O(n) tasks cause lengthy startups and checkpoints

From: "Bossart, Nathan" <bossartn(at)amazon(dot)com>
To: "pgsql-hackers(at)postgresql(dot)org" <pgsql-hackers(at)postgresql(dot)org>
Subject: O(n) tasks cause lengthy startups and checkpoints
Date: 2021-12-01 20:24:25
Message-ID: C1EE64B0-D4DB-40F3-98C8-0CED324D34CB@amazon.com
Views: Raw Message | Whole Thread | Download mbox | Resend email
Thread:
Lists: pgsql-hackers

Hi hackers,

Thanks to 61752af, SyncDataDirectory() can make use of syncfs() to
avoid individually syncing all database files after a crash. However,
as noted earlier this year [0], there are still a number of O(n) tasks
that affect startup and checkpointing that I'd like to improve.
Below, I've attempted to summarize each task and to offer ideas for
improving matters. I'll likely split each of these into its own
thread, given there is community interest for such changes.

1) CheckPointSnapBuild(): This function loops through
pg_logical/snapshots to remove all snapshots that are no longer
needed. If there are many entries in this directory, this can take
a long time. The note above this function indicates that this is
done during checkpoints simply because it is convenient. IIUC
there is no requirement that this function actually completes for a
given checkpoint. My current idea is to move this to a new
maintenance worker.
2) CheckPointLogicalRewriteHeap(): This function loops through
pg_logical/mappings to remove old mappings and flush all remaining
ones. IIUC there is no requirement that the "remove old mappings"

**Point annotations for photos:**
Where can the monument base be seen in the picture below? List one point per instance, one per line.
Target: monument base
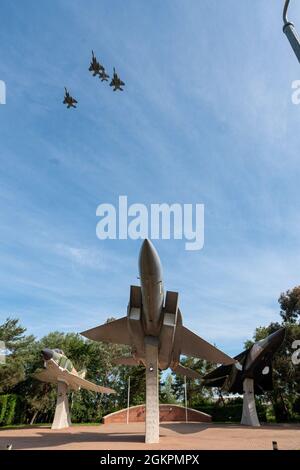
(152, 395)
(62, 414)
(249, 416)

**Exercise instructions:** Resume the mailing-list message on O(n) startup and checkpoint tasks from the point where it stops. The rows are separate material and are unrelated to the mailing-list message.

**Response for this exercise:**
part must complete for a given checkpoint, but the "flush all
remaining" portion allows replay after a checkpoint to only "deal
with the parts of a mapping that have been written out after the
checkpoint started." Therefore, I think we should move the "remove
old mappings" part to a new maintenance worker (probably the same
one as for 1), and we should consider using syncfs() for the "flush
all remaining" part. (I suspect the main argument against the
latter will be that it could cause IO spikes.)
3) RemovePgTempFiles(): This step can delay startup if there are many
temporary files to individually remove. This step is already
optionally done after a crash via the remove_temp_files_after_crash
GUC. I propose that we have startup move the temporary file
directories aside and create new ones, and then a separate worker
(probably the same one from 1 and 2) could clean up the old files.
4) StartupReorderBuffer(): This step deletes logical slot data that
has been spilled to disk. This code appears to be written to avoid
deleting different types of files in these directories, but AFAICT
there shouldn't be any other files. Therefore, I think we could do
something similar to 3 (i.e., move the directories aside during
startup and clean them up via a new maintenance worker).

I realize adding a new maintenance worker might be a bit heavy-handed,
but I think it would be nice to have somewhere to offload tasks that
really shouldn't impact startup and checkpointing. I imagine such a
process would come in handy down the road, too. WDYT?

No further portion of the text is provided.